• **Aim of the exercise**
Reproduce exactly the lines from the one containing "Check that each instance of the glass rim" through the last line of the records below, both included. Leave out any pictures.

━━ Records supplied

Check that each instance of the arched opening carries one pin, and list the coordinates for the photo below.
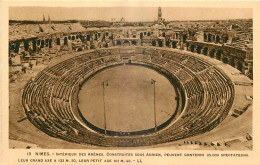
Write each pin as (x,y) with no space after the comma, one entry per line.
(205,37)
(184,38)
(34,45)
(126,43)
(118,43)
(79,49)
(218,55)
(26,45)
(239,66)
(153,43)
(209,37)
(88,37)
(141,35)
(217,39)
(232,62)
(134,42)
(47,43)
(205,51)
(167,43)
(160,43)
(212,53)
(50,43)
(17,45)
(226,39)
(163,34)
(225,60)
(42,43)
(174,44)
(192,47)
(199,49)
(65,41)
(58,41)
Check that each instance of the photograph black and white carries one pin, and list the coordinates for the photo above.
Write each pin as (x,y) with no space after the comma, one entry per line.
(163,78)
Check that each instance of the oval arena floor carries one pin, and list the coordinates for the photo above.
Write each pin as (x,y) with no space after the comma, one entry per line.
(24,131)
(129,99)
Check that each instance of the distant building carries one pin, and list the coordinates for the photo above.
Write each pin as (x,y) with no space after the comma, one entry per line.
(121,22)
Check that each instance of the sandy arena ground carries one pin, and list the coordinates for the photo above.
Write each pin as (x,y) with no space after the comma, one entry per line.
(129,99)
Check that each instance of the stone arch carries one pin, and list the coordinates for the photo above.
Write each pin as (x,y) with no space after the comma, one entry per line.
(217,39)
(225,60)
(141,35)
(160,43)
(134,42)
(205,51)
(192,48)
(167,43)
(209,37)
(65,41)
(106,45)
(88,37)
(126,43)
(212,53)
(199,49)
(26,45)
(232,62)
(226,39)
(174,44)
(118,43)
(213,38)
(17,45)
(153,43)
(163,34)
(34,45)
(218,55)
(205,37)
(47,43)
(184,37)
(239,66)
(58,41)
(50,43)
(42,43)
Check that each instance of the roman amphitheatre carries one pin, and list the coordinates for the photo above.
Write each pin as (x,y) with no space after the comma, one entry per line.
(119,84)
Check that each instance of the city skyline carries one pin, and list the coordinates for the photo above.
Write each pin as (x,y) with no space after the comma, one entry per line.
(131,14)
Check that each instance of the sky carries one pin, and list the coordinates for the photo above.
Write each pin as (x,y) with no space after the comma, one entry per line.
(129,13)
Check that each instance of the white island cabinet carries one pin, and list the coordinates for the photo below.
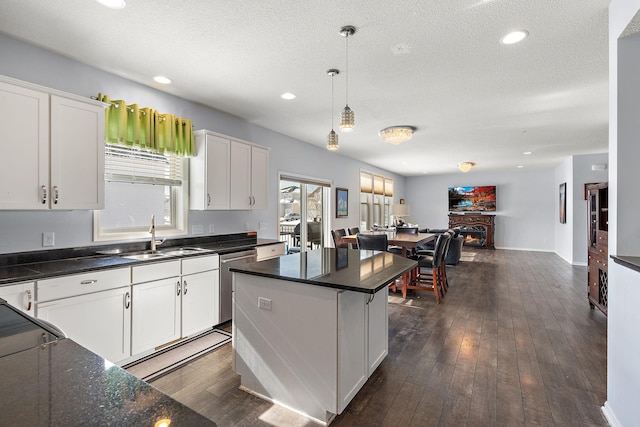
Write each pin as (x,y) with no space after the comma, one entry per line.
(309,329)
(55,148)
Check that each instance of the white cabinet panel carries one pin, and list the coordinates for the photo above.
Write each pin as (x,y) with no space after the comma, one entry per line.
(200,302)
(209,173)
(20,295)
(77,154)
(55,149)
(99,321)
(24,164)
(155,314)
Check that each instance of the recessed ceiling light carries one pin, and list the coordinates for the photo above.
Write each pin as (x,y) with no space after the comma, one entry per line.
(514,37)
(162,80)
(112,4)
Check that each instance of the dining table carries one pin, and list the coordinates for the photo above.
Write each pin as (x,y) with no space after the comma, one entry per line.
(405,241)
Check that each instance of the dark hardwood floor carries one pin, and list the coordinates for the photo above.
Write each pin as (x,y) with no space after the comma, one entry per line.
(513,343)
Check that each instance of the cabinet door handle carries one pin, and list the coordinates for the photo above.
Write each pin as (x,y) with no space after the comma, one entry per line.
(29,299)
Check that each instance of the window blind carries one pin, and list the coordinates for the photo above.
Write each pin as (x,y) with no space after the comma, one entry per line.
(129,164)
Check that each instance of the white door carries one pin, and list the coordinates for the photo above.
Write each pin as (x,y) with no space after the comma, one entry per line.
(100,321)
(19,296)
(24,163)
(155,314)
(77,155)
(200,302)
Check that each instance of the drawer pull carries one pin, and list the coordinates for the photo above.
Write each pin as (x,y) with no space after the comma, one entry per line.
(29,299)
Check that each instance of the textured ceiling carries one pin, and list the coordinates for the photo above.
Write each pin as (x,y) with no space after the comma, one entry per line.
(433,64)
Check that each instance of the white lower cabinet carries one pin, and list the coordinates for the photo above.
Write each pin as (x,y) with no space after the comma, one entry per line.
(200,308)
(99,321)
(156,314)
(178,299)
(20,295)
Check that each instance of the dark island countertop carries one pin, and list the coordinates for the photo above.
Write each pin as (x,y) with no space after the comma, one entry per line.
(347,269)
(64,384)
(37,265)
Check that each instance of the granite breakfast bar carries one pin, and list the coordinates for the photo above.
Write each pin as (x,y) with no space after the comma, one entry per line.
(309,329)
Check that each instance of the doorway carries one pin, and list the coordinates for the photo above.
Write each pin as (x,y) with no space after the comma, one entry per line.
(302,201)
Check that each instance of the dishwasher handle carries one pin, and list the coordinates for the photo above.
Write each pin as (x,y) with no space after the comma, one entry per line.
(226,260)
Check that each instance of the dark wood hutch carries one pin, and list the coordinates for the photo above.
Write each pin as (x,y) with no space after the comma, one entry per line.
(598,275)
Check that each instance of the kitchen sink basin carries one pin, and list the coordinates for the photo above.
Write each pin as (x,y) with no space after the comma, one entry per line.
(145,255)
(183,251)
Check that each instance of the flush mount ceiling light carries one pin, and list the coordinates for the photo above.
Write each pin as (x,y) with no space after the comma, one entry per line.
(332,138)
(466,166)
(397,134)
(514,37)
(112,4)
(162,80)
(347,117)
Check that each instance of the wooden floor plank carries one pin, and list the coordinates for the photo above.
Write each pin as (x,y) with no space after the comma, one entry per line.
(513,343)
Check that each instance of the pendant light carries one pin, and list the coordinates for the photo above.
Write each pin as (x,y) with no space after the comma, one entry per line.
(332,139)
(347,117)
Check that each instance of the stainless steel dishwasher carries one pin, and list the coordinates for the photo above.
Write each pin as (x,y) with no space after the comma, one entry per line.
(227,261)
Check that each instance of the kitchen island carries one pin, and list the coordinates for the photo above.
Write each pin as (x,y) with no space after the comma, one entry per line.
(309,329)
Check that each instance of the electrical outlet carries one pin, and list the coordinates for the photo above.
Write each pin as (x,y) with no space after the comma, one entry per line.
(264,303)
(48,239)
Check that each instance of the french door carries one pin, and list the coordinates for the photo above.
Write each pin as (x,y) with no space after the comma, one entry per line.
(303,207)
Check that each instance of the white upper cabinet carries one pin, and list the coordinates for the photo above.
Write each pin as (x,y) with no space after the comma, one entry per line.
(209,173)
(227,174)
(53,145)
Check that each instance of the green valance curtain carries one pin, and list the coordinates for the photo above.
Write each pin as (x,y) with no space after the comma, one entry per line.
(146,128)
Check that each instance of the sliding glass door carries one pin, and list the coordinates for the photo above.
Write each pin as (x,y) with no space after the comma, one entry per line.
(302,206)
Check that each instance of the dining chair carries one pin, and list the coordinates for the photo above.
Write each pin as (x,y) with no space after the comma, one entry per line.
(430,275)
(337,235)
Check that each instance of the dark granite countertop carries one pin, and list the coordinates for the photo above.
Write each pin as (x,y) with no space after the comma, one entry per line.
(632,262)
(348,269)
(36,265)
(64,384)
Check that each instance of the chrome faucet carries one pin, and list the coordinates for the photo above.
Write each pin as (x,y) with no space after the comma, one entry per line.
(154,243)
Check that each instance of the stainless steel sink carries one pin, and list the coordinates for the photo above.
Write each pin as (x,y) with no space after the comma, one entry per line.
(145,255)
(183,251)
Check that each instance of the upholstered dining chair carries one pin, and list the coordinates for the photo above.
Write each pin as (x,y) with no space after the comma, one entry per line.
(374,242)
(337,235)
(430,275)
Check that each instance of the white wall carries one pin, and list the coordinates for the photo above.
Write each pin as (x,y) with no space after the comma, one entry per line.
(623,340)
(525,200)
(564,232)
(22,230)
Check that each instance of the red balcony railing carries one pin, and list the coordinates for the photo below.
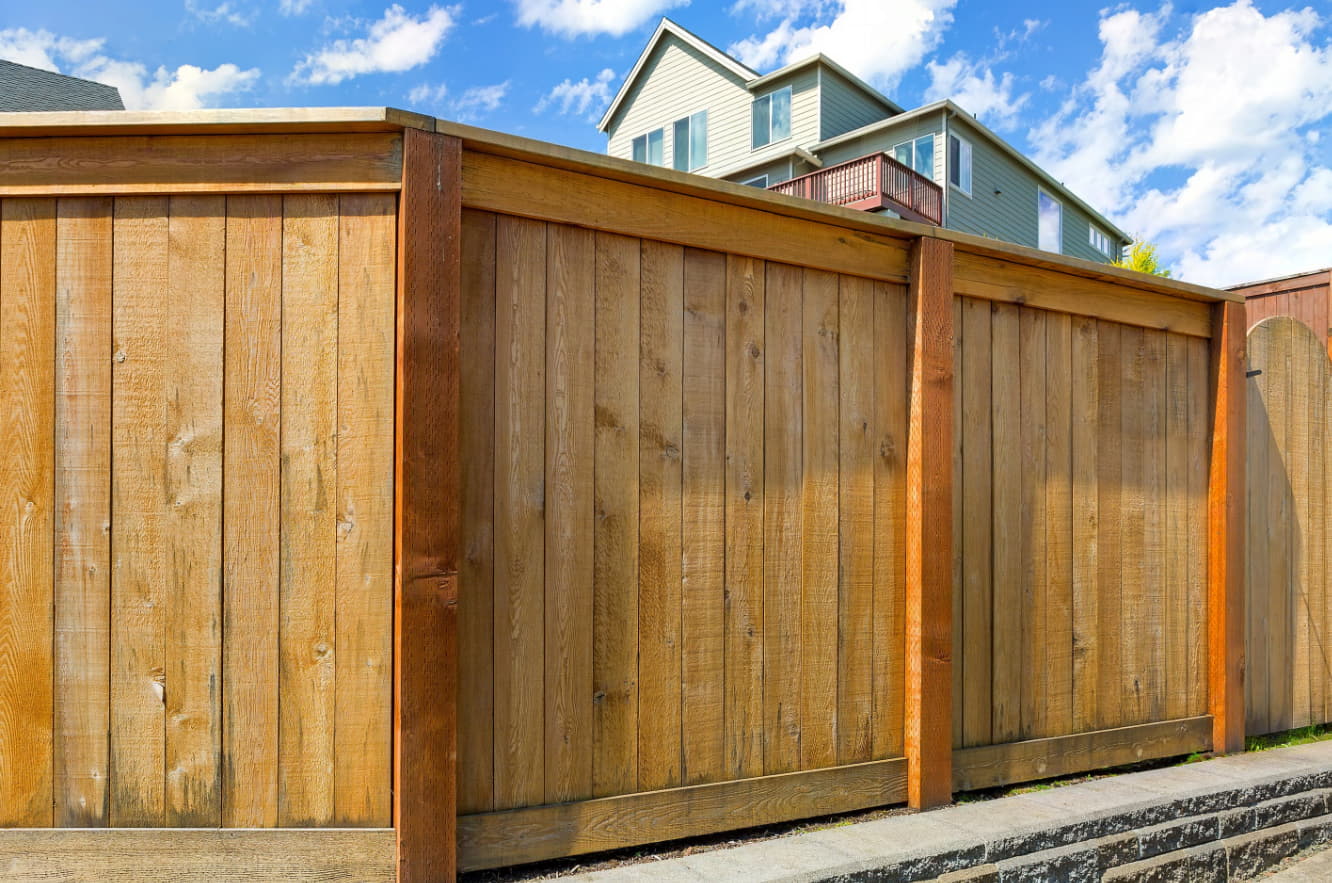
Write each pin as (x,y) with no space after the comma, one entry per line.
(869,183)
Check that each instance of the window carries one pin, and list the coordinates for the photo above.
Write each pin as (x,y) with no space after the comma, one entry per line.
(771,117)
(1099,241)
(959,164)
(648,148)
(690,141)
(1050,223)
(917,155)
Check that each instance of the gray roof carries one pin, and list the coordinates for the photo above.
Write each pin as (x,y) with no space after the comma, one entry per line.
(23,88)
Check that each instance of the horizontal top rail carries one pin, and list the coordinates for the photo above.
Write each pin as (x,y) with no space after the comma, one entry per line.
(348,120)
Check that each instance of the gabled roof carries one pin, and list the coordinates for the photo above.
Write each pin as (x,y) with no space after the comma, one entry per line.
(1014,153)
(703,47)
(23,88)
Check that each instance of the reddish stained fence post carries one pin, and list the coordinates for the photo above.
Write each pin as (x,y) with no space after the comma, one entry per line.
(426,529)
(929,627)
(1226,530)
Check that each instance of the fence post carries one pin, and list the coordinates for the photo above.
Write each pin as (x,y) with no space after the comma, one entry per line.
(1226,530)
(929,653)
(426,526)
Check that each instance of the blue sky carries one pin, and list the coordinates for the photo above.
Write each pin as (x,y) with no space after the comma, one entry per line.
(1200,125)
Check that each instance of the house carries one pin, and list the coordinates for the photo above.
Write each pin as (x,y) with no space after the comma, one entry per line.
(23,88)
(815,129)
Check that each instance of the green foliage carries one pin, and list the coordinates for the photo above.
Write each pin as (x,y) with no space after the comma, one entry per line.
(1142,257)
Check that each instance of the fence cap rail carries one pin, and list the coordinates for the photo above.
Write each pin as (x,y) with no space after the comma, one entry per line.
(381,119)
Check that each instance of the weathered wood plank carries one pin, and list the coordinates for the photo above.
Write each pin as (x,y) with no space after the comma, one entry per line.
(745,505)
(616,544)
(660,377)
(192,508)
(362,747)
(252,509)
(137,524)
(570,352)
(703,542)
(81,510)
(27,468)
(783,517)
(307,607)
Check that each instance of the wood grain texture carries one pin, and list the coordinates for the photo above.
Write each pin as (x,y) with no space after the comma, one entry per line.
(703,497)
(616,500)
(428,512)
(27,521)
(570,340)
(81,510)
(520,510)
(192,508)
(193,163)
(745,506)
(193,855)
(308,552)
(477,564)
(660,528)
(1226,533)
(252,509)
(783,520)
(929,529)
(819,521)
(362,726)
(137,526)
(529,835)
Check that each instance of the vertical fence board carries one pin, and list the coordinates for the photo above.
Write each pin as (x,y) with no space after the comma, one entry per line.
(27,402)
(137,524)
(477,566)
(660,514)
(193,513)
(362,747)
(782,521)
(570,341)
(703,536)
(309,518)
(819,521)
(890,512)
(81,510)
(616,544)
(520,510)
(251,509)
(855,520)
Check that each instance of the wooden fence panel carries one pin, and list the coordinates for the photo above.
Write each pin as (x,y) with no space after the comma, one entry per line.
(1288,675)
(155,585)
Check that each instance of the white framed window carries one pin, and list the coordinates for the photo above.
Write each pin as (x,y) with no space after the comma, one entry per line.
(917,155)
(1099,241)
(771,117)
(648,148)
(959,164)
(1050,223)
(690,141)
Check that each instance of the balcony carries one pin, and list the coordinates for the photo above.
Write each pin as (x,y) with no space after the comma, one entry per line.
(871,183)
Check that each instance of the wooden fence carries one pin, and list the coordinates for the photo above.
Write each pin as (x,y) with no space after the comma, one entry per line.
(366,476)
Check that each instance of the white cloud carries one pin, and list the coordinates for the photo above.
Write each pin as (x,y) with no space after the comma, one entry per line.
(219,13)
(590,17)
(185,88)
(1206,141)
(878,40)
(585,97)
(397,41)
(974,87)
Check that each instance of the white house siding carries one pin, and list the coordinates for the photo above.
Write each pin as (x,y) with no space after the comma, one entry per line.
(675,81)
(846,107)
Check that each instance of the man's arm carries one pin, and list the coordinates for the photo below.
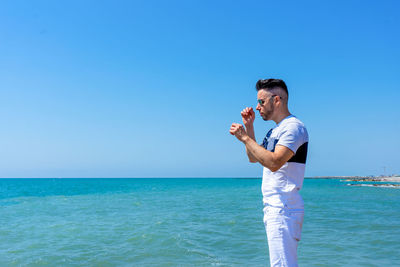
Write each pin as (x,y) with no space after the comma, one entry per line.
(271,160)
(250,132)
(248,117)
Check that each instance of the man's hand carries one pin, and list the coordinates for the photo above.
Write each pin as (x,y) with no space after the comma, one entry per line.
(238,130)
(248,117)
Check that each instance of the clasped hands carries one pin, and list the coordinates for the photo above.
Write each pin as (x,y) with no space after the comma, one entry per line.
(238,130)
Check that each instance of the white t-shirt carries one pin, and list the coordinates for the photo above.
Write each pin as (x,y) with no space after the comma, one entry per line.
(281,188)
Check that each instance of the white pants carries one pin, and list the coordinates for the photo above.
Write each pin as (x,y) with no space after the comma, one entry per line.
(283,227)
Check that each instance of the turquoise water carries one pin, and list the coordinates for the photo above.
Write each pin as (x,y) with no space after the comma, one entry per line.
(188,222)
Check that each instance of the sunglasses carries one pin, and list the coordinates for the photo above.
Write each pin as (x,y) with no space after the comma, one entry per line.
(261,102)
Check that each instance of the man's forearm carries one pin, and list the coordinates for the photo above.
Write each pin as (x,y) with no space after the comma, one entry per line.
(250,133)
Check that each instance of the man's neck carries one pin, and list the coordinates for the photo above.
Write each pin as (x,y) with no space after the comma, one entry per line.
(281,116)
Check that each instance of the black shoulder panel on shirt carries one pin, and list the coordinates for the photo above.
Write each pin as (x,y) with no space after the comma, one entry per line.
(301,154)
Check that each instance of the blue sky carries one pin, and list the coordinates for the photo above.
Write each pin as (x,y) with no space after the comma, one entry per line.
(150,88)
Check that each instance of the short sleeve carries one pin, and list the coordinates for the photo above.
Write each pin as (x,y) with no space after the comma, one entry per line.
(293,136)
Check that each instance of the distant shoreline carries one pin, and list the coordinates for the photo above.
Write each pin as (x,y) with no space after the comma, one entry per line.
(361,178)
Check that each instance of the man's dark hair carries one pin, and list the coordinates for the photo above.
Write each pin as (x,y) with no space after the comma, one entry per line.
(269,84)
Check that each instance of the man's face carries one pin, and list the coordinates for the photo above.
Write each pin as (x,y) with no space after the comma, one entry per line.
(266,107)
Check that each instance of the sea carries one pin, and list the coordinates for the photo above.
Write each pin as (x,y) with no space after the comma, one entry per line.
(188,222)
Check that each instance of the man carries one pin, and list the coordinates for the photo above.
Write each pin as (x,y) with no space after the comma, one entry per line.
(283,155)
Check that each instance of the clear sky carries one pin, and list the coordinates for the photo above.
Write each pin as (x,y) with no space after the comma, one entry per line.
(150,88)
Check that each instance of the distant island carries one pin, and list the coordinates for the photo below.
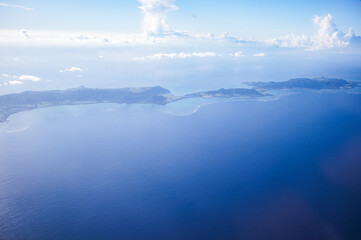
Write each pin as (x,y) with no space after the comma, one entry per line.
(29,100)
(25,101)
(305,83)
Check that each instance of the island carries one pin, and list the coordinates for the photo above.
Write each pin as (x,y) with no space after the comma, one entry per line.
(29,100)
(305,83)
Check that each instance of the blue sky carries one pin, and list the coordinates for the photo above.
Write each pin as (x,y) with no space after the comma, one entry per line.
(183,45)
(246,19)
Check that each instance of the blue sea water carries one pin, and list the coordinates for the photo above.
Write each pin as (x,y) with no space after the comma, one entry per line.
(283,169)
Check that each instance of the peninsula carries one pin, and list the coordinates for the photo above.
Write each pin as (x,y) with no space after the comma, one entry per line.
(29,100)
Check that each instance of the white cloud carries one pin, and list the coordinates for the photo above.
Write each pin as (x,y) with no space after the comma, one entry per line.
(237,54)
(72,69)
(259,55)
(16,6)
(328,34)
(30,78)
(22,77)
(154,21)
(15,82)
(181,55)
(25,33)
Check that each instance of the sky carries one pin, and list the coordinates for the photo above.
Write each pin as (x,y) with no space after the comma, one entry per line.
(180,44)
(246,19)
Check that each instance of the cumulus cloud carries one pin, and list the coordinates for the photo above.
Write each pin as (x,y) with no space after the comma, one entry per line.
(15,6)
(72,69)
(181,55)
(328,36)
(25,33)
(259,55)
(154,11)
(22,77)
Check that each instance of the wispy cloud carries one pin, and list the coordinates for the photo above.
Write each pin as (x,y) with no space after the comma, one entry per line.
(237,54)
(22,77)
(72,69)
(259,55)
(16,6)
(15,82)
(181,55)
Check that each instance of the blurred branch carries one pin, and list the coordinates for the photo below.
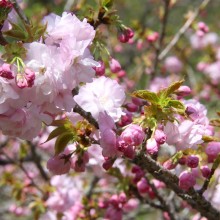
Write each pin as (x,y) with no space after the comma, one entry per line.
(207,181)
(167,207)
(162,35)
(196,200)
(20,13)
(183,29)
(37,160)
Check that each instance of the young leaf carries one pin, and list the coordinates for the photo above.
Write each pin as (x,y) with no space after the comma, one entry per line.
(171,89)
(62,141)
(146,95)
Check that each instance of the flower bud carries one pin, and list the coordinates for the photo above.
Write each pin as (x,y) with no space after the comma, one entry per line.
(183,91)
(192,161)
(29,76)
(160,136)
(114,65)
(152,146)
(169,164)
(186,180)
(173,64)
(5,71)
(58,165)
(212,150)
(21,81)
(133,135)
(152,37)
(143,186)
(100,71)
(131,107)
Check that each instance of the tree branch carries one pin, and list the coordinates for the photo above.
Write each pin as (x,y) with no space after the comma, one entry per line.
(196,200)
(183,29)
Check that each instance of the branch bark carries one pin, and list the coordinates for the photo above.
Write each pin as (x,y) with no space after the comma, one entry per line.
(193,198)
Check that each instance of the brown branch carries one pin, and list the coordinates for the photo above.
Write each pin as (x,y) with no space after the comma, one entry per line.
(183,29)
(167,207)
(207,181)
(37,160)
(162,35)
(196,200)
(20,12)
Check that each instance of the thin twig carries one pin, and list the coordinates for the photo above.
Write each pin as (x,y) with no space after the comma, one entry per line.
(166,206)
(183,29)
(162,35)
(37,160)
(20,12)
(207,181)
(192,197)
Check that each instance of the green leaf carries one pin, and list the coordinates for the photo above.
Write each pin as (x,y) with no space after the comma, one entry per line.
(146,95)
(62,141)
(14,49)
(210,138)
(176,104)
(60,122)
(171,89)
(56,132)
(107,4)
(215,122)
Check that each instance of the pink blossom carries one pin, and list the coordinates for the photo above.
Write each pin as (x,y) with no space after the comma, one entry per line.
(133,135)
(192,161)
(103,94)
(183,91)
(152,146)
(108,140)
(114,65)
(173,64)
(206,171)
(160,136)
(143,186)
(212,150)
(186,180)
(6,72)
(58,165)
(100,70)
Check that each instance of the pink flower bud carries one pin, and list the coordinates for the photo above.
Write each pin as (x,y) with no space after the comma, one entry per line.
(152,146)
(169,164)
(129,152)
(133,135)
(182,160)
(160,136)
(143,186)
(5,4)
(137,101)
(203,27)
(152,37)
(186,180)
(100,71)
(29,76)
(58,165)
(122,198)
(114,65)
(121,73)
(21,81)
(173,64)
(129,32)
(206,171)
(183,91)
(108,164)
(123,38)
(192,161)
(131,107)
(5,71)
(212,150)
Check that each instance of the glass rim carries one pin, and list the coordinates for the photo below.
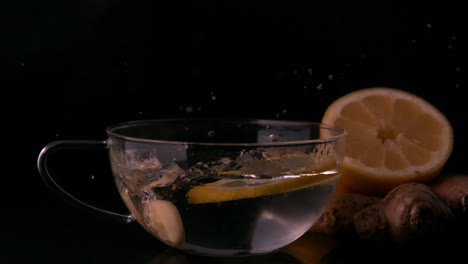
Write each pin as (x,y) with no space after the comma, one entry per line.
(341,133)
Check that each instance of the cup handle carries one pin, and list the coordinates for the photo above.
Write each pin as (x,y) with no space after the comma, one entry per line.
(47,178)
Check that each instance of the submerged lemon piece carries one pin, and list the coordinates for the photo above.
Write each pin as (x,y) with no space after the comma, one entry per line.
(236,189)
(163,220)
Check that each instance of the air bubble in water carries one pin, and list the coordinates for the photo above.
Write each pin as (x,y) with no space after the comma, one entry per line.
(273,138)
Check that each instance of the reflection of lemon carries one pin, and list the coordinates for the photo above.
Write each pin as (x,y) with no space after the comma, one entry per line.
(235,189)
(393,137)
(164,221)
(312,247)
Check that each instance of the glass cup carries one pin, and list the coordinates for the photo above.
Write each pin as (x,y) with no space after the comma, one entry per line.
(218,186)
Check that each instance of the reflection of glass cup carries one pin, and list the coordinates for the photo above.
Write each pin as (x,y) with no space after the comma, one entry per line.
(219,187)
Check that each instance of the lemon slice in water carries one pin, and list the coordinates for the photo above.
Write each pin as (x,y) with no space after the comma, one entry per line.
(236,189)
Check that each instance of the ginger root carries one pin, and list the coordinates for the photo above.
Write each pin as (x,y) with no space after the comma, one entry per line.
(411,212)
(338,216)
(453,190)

━━━━

• **Output below**
Check that each instance of the glass rim carries one pin, and list the coordinates for the photo below.
Write each pin as (x,y) with no space after the comma, one entry per line.
(341,133)
Check that each instance of the cup handle carries one pin, and list the coordinates for the photo above.
Write each pin as (x,y) with no space after the comma, one entry per line.
(47,178)
Check that each instance of the submerged lemon piece carries one pin, and list the coordinates for the photo above.
Write each pin as (x,y) with no space after the comma, one entry per line.
(236,189)
(163,220)
Check that each instance of the air bubble in water carries one pin, and list the coordinates for the photo above.
Write each pin as (x,y) with no space after the comma, one entry per line.
(273,138)
Check that each instance of the reflection of lemon carries one pin, and list the coordinates for the photo above.
Write each pin as (x,y) with no space after the comma, one entry per line.
(235,189)
(393,137)
(164,221)
(312,247)
Check that each instance of the glass cup carries one pin, and list the coordinates for the photo above.
Write each pin as (x,y) with no space after the comma, one entry per line.
(218,186)
Check that each instance of the reflection of glass cup carries one pin, and list the coordinates for the photo above.
Write each pin as (x,y) with no space after the comma, one entry per line.
(219,187)
Check that each instance of the lemon slice in water carries one pin, and list the coordinates for the photo above.
Write each pin as (x,y) with no space after the comma, one entry per line.
(236,189)
Check that each instance of the ginger root carries one pin, and list the coordinates for the photo above.
Write each pin as (x,y) with no space after the comma, one entry per line.
(411,212)
(338,216)
(453,190)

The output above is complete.